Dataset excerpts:

━━━━━━━━━━━━━━━━

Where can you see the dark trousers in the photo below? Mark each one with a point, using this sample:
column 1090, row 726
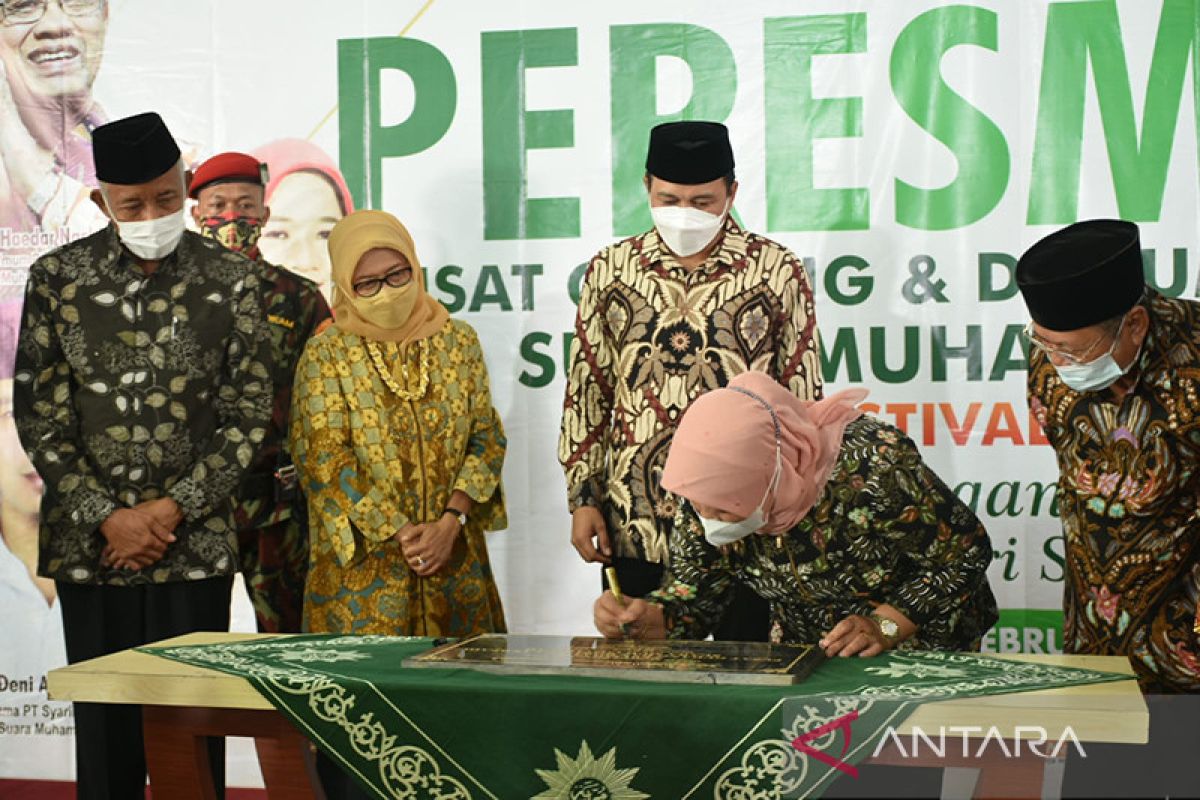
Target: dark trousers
column 99, row 620
column 747, row 620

━━━━━━━━━━━━━━━━

» **What needs to be done**
Each entry above is to be duplicated exactly, and its pictures omitted.

» **Answer to the problem**
Where can you see the dark trousers in the photo below? Mark each one with a point, using this sample:
column 1090, row 726
Target: dark trousers
column 99, row 620
column 747, row 620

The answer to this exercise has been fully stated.